#### Excerpt provided

In London, England, J. Rutherford Pierce meets with the Queen of the United Kingdom. However, his wife Debi Ann curtsies when Pierce told her not to, and Pierce later breaks one of the Queen's teacups while experiencing a tremor due to the serum. He tries to turn the mishap to his favor by saying that the teacup was too old and that it was time that the Queen got new china. However, the Queen is not pleased. Pierce reflects on how the Cahills are his last opponent to world domination, and vows to kill them. 

In Guatemala City, Guatemala, the Cahills and Rosenblooms are at the La Aurora International Airport. However, they see paparazzi who are sent by Pierce who publicize their every move. As they escape, they hear rude remarks from the paparazzi and passengers at the airport alike. They escape to their waiting chopper, and make a close escape. They see that Pierce's soldiers are after them, too; their orders are to kills the Cahills but to make it look like an accident. The soldiers' breath smells like green kale mixed with chlorine and ammonia. 

After the chopper takes off, one of Pierce's men who had taken the serum jumped extremely high. 

The chopper is on its way to Tikal, where the kids have to look for riven crystal in order to complete the antidote to the serum Pierce and his thugs have taken. Dan, Atticus, and Jake are all ignoring Amy because of how she left them behind while embarking on a dangerous mission. 

Amy also told Jake, her ex-boyfriend, that she had never loved him. Amy decides that she would rather have her loved ones "angry and alive than dead".  Amy also hears the clink of the serum that Sammy Mourad had made for her, just in case. As the group discusses the riven crystal and Tikal, a national park and archaeological treasure uncovered in 1956, the chopper suddenly shakes. The pilot, who is wearing a parachute, was bribed by Pierce to jump out and crash the helicopter in an attempt to kill the Cahills. 

The group fights the pilot, and Amy takes the controls. She unsteadily flies it to Tikal, where the chopper falls thirty vertical feet onto a pok-a-tok court. Miraculously, the group survives with few injuries. A ranger picks them up and tells them information about Tikal. At their hotel room, the kids ask Pony to do a search on Debi Ann, who is a Cahill.

#### Exercise requirements
[1] Answer these from the plot summary:
(a) What does Pierce break during his meeting with the Queen?
(b) At which airport are the Cahills and Rosenblooms in Guatemala City?
(c) How far does the chopper fall onto the pok-a-tok court?
[2] Please write the next paragraph of the plot summary, picking up after its last sentence.
The entries after this point are separate from the plot summary.

#### Data rows
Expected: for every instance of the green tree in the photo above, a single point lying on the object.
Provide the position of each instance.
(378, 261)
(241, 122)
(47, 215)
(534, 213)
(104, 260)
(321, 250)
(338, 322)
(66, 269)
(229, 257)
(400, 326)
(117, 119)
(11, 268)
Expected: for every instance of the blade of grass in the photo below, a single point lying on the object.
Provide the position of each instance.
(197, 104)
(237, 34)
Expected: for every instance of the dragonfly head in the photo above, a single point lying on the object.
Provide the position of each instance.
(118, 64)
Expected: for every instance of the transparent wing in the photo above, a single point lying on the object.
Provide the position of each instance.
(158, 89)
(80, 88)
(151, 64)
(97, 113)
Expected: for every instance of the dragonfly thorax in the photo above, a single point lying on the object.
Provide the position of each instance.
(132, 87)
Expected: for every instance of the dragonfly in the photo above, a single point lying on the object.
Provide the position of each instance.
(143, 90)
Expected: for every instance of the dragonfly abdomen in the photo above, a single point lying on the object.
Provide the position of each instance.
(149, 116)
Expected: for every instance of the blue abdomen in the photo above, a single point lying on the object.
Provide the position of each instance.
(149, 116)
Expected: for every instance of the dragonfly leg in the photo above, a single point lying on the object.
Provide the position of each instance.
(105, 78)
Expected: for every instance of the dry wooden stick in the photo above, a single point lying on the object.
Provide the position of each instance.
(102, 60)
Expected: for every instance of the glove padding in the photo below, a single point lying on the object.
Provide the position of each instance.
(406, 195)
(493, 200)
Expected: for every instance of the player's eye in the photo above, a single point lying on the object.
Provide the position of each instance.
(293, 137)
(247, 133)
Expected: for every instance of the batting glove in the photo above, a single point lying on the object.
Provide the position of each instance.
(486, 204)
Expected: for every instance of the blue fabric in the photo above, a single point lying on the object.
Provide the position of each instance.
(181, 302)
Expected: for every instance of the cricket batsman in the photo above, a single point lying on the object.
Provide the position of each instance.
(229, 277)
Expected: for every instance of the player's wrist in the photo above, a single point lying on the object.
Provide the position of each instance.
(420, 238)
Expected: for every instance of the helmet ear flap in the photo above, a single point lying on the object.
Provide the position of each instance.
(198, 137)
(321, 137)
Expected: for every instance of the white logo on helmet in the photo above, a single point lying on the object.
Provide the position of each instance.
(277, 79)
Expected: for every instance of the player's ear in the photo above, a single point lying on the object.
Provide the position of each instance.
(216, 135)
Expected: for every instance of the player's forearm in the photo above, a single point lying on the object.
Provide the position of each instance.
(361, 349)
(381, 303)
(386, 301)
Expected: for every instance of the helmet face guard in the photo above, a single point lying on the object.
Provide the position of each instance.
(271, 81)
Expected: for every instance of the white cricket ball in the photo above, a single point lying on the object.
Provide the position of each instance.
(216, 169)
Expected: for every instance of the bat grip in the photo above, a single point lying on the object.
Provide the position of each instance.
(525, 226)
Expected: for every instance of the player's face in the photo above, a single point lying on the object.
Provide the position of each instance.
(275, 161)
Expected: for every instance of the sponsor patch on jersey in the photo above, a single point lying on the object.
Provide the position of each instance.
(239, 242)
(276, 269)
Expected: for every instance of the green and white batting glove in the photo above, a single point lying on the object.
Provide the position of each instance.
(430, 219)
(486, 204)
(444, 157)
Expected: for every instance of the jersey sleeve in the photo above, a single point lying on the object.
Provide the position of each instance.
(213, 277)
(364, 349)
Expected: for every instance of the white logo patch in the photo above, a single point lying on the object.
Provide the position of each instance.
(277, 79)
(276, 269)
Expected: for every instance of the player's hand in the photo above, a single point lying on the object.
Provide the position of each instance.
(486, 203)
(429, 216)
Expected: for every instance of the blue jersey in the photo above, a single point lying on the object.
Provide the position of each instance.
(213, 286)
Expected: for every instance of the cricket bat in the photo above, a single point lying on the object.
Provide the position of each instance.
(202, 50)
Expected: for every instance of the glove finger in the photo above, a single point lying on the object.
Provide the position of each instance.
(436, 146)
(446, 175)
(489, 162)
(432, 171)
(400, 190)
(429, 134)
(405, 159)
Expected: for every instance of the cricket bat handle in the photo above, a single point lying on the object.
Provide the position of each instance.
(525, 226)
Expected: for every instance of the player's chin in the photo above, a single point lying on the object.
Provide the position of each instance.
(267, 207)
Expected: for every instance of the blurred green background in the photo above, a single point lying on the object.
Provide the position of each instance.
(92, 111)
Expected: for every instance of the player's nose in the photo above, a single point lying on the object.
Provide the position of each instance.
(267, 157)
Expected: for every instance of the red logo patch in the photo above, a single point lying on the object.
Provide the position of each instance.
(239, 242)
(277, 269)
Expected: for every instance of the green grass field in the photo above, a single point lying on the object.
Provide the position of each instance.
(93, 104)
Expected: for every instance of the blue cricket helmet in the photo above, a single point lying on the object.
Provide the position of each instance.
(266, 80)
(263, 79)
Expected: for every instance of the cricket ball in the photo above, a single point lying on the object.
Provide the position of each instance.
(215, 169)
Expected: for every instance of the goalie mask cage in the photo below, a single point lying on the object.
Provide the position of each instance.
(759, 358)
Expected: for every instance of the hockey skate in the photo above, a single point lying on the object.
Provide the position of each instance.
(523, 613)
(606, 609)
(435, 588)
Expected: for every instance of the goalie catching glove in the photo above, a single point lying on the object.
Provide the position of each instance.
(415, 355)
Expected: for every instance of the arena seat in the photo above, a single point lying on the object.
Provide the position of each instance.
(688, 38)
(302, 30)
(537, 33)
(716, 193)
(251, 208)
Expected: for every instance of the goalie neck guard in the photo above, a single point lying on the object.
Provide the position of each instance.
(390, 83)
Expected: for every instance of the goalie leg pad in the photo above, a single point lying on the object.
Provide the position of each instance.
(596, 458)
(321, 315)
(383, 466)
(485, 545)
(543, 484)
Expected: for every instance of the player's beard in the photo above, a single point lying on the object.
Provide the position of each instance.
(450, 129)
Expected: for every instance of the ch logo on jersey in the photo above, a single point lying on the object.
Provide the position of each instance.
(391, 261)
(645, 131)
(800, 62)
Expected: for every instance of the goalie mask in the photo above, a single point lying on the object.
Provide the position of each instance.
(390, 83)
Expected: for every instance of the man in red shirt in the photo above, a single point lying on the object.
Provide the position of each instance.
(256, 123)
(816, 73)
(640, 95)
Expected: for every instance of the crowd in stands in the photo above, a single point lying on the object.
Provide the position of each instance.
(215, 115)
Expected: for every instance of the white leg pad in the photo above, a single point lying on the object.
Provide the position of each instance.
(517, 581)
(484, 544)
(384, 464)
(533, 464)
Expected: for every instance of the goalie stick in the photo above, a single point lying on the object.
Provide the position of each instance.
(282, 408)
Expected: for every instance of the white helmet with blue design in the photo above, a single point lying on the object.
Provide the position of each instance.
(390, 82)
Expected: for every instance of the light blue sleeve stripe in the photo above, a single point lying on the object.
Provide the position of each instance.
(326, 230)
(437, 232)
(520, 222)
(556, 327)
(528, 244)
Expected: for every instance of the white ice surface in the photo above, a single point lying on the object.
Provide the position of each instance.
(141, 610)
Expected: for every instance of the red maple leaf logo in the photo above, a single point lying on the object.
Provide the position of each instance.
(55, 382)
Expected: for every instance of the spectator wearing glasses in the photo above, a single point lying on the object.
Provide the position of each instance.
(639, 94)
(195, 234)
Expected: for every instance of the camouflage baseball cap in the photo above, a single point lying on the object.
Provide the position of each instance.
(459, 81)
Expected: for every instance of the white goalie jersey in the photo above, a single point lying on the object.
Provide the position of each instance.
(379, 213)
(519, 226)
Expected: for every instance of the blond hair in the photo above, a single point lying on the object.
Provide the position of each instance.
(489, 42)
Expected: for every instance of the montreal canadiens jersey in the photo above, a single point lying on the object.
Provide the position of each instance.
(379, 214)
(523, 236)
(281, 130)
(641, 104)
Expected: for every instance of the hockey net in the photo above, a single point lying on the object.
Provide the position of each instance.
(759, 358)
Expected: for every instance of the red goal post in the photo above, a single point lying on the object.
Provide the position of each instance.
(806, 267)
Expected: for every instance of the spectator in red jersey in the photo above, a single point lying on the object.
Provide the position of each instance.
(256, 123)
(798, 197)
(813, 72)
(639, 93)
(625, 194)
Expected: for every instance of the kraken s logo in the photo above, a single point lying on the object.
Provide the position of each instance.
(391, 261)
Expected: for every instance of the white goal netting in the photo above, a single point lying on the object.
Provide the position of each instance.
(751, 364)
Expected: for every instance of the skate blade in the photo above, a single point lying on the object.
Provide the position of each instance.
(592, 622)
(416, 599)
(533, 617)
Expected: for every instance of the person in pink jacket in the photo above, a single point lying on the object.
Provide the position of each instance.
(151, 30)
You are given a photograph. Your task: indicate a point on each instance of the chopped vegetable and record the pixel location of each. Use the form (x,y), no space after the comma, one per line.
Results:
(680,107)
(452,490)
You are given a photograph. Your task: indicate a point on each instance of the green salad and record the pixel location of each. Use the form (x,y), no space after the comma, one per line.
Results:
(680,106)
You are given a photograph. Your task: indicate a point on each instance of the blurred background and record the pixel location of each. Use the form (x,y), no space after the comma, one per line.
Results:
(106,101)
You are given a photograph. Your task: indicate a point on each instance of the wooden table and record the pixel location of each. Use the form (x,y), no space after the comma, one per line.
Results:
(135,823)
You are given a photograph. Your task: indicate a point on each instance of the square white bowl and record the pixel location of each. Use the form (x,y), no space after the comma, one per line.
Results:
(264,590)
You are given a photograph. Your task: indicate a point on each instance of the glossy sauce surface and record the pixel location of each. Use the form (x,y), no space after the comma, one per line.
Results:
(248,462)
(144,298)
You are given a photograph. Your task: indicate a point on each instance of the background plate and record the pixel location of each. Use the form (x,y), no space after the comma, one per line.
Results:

#### Answers below
[1]
(a) One of the Queen's teacups
(b) La Aurora International Airport
(c) Thirty vertical feet

[2]
Later, Atticus uses Olivia Cahill's book to find out the location of the riven crystal. Meanwhile, in Trilon Laboratories in Delaware, Nellie Gomez, acting as Nadine Gormey, makes contact with Sammy Mourad, who is being held in the building to improve the serum for Pierce. 

In Attleboro, Massachusetts, Pony works on getting information about Debi Ann, though it is difficult. 

Meanwhile, in Tikal, as the group is searching for the crystal, Pierce's thugs ambush them, and Dan is critically injured. Amy takes the serum in order to save Dan, but now she only has a week to live. In Delaware, Dr. Brent Bechelheimer is trying to expose Nellie as a fraud, but she uses pictures of his gnoming hobby in order to portray him as unstable. 

Meanwhile, Amy is experiencing side effects that will soon kill her. As events progress, Nellie discovers that Jeffrey Callendar is experimenting on Fiske Cahill. In Tikal, Hamilton, Atticus, Ian, and Jonah try to find out if Amy and Dan have recovered Olivia's book, and try to find the riven crystal. 

Nellie tells Pony to warn Amy and Dan that they are heading into a trap. However, even though the riven crystal is found, Dan is abducted, Pony is killed by Pierce's thugs, and Nellie and Sammy are captured at Trilon Laboratories.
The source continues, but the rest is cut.